(Excerpts from point annotation data)
= = = = =

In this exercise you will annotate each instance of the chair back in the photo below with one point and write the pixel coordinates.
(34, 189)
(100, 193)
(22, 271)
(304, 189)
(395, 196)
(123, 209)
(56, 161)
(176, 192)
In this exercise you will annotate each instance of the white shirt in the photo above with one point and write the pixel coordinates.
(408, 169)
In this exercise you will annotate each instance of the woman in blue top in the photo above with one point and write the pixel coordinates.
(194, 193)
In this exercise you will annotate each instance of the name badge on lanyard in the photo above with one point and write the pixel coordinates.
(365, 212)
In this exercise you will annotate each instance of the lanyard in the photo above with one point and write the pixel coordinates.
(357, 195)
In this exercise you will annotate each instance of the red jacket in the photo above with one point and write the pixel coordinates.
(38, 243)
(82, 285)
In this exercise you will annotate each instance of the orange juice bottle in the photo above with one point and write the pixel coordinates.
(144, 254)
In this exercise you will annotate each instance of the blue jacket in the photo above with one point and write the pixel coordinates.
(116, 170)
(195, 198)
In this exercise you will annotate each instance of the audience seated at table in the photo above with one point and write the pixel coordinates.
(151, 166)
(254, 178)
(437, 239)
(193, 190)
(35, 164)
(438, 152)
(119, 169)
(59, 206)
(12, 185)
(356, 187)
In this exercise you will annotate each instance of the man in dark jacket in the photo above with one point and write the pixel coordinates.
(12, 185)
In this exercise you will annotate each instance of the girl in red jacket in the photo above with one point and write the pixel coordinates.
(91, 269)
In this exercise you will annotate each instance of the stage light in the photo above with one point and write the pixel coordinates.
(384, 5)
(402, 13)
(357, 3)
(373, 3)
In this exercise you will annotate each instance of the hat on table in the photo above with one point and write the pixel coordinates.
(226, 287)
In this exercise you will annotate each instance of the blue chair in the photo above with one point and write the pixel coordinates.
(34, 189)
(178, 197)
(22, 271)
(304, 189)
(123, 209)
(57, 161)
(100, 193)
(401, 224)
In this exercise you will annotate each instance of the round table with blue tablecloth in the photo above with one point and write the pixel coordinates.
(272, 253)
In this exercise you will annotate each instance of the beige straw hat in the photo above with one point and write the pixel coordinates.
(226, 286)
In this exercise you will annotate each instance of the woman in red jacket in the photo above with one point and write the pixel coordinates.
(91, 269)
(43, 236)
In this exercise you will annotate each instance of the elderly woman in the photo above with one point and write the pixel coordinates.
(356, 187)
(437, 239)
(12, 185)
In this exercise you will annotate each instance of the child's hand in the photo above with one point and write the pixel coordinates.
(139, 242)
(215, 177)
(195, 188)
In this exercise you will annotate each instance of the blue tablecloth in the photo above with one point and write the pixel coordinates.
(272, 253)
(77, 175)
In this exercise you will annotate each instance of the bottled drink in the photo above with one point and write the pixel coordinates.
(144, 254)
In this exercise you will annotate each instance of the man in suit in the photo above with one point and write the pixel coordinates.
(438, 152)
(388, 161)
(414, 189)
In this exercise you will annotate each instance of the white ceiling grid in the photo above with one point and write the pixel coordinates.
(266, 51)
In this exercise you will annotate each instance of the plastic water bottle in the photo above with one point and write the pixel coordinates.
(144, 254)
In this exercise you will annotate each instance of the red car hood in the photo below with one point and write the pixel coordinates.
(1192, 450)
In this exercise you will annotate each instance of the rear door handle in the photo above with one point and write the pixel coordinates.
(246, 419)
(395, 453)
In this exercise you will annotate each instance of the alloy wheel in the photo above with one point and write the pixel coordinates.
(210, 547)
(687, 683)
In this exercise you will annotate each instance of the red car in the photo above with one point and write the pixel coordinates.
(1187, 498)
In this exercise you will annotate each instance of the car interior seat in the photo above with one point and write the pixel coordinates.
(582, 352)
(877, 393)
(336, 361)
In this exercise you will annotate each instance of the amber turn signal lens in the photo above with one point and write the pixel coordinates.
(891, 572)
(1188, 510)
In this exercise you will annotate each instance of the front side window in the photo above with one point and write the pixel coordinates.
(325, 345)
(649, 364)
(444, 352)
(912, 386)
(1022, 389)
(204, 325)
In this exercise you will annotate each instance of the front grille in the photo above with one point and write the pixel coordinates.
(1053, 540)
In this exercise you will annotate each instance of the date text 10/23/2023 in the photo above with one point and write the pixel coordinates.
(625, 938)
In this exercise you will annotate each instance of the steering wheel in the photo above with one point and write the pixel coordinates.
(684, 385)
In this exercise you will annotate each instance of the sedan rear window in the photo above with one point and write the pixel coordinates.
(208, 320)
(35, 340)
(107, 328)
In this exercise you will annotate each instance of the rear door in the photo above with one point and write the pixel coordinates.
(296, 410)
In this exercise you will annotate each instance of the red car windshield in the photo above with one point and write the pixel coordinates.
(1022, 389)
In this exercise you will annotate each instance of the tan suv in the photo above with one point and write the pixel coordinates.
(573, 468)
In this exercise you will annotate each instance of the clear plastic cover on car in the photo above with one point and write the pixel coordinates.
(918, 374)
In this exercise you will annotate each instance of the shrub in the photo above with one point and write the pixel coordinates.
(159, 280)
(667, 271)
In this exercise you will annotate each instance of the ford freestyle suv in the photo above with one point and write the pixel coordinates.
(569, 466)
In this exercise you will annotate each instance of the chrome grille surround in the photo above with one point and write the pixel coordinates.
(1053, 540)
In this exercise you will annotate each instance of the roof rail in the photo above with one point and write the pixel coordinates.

= = = = =

Set every line of the listing down word for word.

In this exercise you will annotate each instance of the chair back in the photo below with one point and write the pixel coordinates.
(34, 189)
(100, 193)
(22, 271)
(304, 189)
(395, 196)
(123, 209)
(56, 161)
(176, 192)
In this exercise you will annotate each instance of the white shirt in the photo above with one point and write the pixel coordinates.
(408, 169)
In this exercise you will annotate each instance of the woman in blue top in the photo above with one point and write the pixel coordinates.
(194, 193)
In this exercise you will annotate each instance of the name badge on lanyard in the photo above with one point and write the pixel coordinates.
(365, 212)
In this exercise you will annotate each instance of the lanyard in the photo above with one point and write the pixel coordinates.
(357, 195)
In this exercise you will annotate each instance of the red jacket in the photo above with one point and write the pixel coordinates.
(38, 243)
(82, 285)
In this exercise you will annotate each instance of the orange juice bottle in the photo above with one point and write the pixel coordinates.
(144, 254)
In this exercise you will annotate each instance of the blue jacket in the photo above with one point and write the pixel coordinates.
(116, 170)
(195, 198)
In this exercise you will annotate each instance of the audience seated at table in the photo above with one point and write the pixel coordinates.
(151, 166)
(254, 178)
(437, 239)
(193, 190)
(35, 164)
(438, 152)
(119, 169)
(59, 206)
(12, 185)
(356, 187)
In this exercise you will annotate each instance of the man in dark jacket in the photo above with one point and write the pixel coordinates.
(12, 185)
In this exercise you will annotate each instance of the girl in red jacket in the photo above with one point and write the pixel coordinates.
(91, 269)
In this exercise you will annotate each instance of the stage light in the photo above with one point and write the pixel coordinates.
(384, 5)
(402, 13)
(357, 3)
(373, 3)
In this exercise you will annotate each instance of the hat on table in the photo above with one point and write the pixel coordinates.
(226, 287)
In this exercise you will annotate each instance of the blue chair in the photo above with one point and write the pixel coordinates.
(34, 189)
(178, 197)
(22, 271)
(304, 189)
(123, 209)
(57, 161)
(100, 193)
(401, 224)
In this exercise you will annotate each instance of the round table with blue tablecloth in the photo above with one point and write the pixel coordinates.
(272, 253)
In this exercise you will annotate each instance of the beige straw hat in the photo above with one point and write the pixel coordinates.
(226, 286)
In this exercise you will annotate each instance of the woman in red jacket in the photo above with one point and write the pixel coordinates.
(91, 269)
(43, 236)
In this exercise you will annotate each instance of the elderly woman in the photo above with one point and write the pixel coordinates.
(356, 187)
(437, 239)
(12, 185)
In this exercise you will annotate each instance of the child's hand in the photo above with one point and write the pixel coordinates.
(139, 242)
(215, 177)
(195, 188)
In this exercise you will annotate each instance of the blue tablecloth in the photo above with one point and write the pixel coordinates.
(272, 253)
(77, 175)
In this exercise you will annotate each instance of the bottled drink in the photo above with one point and write the pixel coordinates.
(144, 254)
In this exercise you will annotate each instance of the man in suit in the photo above with one point and write the pixel coordinates.
(438, 152)
(388, 161)
(414, 189)
In this exercise you will annotate each instance of the white ceiling grid in the photo above with one point and write the pixel coordinates.
(266, 51)
In this exercise you will annotate each instance of the plastic water bottle in the photo above with one point and write the pixel coordinates.
(144, 254)
In this exercise you will annotate each instance of the red car hood in the photo below with one point and write the pixel coordinates.
(1192, 450)
In this exercise you will annotate each instance of the rear door handle in the photo above with one point and write the pixel coordinates.
(246, 419)
(395, 453)
In this exercise you will annotate each instance of the alloy wheel in the photo above with one point and write the pixel coordinates.
(210, 547)
(687, 683)
In this exercise you will annotate each instance of the red car in the photo above with one point and write the pixel coordinates.
(1187, 498)
In this exercise you will annotate each instance of the car interior seat in the photo above with one point and write the pixel coordinates.
(582, 352)
(877, 393)
(336, 361)
In this exercise you will annotate each instance of the amber turn signal lens in the photo above with one point and write the pixel coordinates.
(891, 572)
(1188, 510)
In this exercise you will annotate each instance of the front side window in the photo above with one point and write the pixel coordinates.
(325, 345)
(649, 364)
(444, 352)
(912, 386)
(1022, 389)
(204, 325)
In this exercise you will annotate each instance of the front grille in the photo above with one point and write the pixel coordinates.
(1053, 540)
In this exercise you will annotate each instance of the date text 10/23/2023 in the photo above with one point and write the pixel coordinates.
(625, 938)
In this exercise you will annotate each instance of the steering wheel in the photo above with one point and write the pixel coordinates.
(684, 385)
In this exercise you will annotate each instance of the sedan rear window in the photo above with one point and write the pixel coordinates.
(208, 320)
(35, 340)
(107, 328)
In this exercise you will annotate each instance of the rear door in the photo above with one point and write the pixel coordinates.
(296, 410)
In this exercise you will annotate each instance of the red car windshield in the photo above with one point and write the pixel coordinates.
(1022, 389)
In this exercise you will annotate each instance of the tan suv in the photo above with one point and write the pixel coordinates.
(573, 468)
In this exercise you will annotate each instance of the clear plastic cover on car in the photo above with one point and write the pixel coordinates.
(918, 374)
In this exercise you will annotate each instance of the shrub in the photo above with one point and write the pixel coordinates.
(159, 280)
(667, 271)
In this exercise you will annotate each instance of the ford freestyle suv in the photo above with one point and write the pixel coordinates.
(569, 466)
In this exercise you will annotate each instance of the chrome grille surround in the photo above with one point and write the pixel coordinates.
(1053, 540)
In this exercise you will annotate each instance of the roof rail in the photo above with one point and write the pixel coordinates.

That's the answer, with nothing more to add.